### What to produce
What follows is a set of records; repeat all of them exactly.

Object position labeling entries

-*-*-

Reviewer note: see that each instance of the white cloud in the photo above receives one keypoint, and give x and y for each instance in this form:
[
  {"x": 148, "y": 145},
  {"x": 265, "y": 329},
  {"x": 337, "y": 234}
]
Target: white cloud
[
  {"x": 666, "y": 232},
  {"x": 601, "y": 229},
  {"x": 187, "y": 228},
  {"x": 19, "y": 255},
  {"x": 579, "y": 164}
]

-*-*-

### Written response
Reviewer note: see that each instance of the white cloud in the photo above receives one keypoint, and give x and y for each instance in this form:
[
  {"x": 148, "y": 145},
  {"x": 265, "y": 329},
  {"x": 337, "y": 234}
]
Target: white cloud
[
  {"x": 666, "y": 232},
  {"x": 601, "y": 229},
  {"x": 187, "y": 228},
  {"x": 19, "y": 255},
  {"x": 579, "y": 164}
]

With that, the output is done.